TASK REQUIREMENTS: Print out the complete set of records below, exactly as they read.

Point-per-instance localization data
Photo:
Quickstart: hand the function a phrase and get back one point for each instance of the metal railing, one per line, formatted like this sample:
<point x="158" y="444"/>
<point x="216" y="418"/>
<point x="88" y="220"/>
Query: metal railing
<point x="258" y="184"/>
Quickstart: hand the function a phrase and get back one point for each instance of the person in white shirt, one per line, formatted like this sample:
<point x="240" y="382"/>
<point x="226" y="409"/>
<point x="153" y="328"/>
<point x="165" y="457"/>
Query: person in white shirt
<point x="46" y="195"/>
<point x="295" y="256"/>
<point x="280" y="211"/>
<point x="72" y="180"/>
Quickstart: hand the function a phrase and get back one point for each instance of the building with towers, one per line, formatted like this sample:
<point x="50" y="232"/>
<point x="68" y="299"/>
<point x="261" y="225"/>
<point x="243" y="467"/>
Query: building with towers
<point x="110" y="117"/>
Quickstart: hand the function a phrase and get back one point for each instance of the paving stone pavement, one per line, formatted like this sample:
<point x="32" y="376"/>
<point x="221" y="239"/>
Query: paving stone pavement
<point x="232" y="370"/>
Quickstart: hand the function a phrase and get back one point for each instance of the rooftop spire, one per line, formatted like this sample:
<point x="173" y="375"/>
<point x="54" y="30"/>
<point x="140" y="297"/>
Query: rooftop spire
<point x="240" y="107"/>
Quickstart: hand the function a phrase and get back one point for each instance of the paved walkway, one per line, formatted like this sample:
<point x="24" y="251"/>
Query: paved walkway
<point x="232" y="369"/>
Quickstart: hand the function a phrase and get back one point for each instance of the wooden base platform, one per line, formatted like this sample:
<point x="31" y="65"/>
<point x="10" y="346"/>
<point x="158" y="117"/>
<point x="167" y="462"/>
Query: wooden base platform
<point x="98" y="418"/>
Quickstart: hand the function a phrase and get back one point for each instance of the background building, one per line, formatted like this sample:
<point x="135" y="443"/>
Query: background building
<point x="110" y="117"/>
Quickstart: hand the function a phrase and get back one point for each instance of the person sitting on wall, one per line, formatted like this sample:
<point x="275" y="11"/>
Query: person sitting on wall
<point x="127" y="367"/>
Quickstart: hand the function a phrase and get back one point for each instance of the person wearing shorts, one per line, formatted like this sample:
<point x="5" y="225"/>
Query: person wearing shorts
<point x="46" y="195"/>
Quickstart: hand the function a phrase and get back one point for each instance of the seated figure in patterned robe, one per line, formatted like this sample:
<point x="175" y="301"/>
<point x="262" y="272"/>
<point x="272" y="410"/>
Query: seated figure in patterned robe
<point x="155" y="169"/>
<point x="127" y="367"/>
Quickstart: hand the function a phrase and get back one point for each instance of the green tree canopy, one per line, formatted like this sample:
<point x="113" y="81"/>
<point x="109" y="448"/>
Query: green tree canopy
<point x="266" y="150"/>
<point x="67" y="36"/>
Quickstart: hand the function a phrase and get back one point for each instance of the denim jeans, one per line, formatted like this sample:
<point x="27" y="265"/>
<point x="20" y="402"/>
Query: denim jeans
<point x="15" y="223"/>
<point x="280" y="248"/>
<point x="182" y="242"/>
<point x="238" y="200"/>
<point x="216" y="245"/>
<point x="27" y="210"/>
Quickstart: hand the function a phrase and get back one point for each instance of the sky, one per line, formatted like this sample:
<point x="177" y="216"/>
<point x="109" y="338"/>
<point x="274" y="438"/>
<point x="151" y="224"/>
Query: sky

TASK SOLUTION:
Photo:
Quickstart: hand the function a phrase and get back one point for each instance of the metal railing, one per line, formatted like this sample:
<point x="158" y="444"/>
<point x="216" y="418"/>
<point x="88" y="220"/>
Query: metal railing
<point x="258" y="184"/>
Quickstart: hand the function a phrase and get back one point for each instance of the person in white shirt, one per line, formatted like this sample:
<point x="240" y="382"/>
<point x="226" y="409"/>
<point x="153" y="328"/>
<point x="165" y="457"/>
Query: person in white shirt
<point x="46" y="195"/>
<point x="295" y="256"/>
<point x="280" y="211"/>
<point x="72" y="180"/>
Quickstart: hand the function a phrase and get back one point for each instance of the building with towers, one per line, formatted like this sample:
<point x="50" y="232"/>
<point x="68" y="299"/>
<point x="261" y="225"/>
<point x="243" y="467"/>
Query: building with towers
<point x="110" y="117"/>
Quickstart: hand the function a phrase and get back one point for each instance of the paving stone pavement, one per line, formatted like this sample:
<point x="32" y="376"/>
<point x="221" y="239"/>
Query: paving stone pavement
<point x="232" y="370"/>
Quickstart: hand the function a phrase and get back one point for each instance of the rooftop spire, one per line, formatted like this sample:
<point x="173" y="375"/>
<point x="54" y="30"/>
<point x="140" y="297"/>
Query: rooftop spire
<point x="240" y="107"/>
Quickstart: hand the function a phrase and get back one point for each instance of the paved walkway, one per line, formatted like this sample:
<point x="24" y="251"/>
Query: paved walkway
<point x="232" y="369"/>
Quickstart: hand the function a phrase and get back one point for each instance of the wooden base platform, one per line, formatted like this sample:
<point x="31" y="65"/>
<point x="10" y="346"/>
<point x="158" y="117"/>
<point x="167" y="462"/>
Query: wooden base platform
<point x="98" y="418"/>
Quickstart: hand the function a phrase and get back one point for each instance of the background building, one per line, formatted like this sample:
<point x="135" y="443"/>
Query: background building
<point x="110" y="117"/>
Quickstart: hand the function a phrase and get back one point for each instance of the person sitting on wall, one per line, formatted like this sample:
<point x="275" y="11"/>
Query: person sitting on wall
<point x="127" y="367"/>
Quickstart: hand the function a phrase and get back one point for each instance of the person wearing shorts, one per line, formatted like this sample:
<point x="5" y="225"/>
Query: person wearing shorts
<point x="46" y="195"/>
Quickstart: hand the function a phrase and get back one point for each instance of the seated figure in patterned robe, one per line, formatted like this sample:
<point x="175" y="301"/>
<point x="262" y="272"/>
<point x="272" y="410"/>
Query: seated figure in patterned robe
<point x="155" y="169"/>
<point x="127" y="367"/>
Quickstart: hand the function a phrase and get back one point for each instance of the green tree canopy, one per line, formatted like this sample:
<point x="113" y="81"/>
<point x="109" y="448"/>
Query: green tree canopy
<point x="266" y="150"/>
<point x="67" y="36"/>
Quickstart: hand the function a phrase and get back one point for each instance of the denim jeans, one per line, formatted like this sample:
<point x="27" y="265"/>
<point x="20" y="402"/>
Query: denim jeans
<point x="15" y="223"/>
<point x="280" y="248"/>
<point x="182" y="242"/>
<point x="238" y="200"/>
<point x="216" y="245"/>
<point x="27" y="210"/>
Quickstart: hand the function a phrase and get back one point for each instance of the sky, one per line, formatted like this sample:
<point x="177" y="216"/>
<point x="109" y="338"/>
<point x="274" y="438"/>
<point x="151" y="224"/>
Query: sky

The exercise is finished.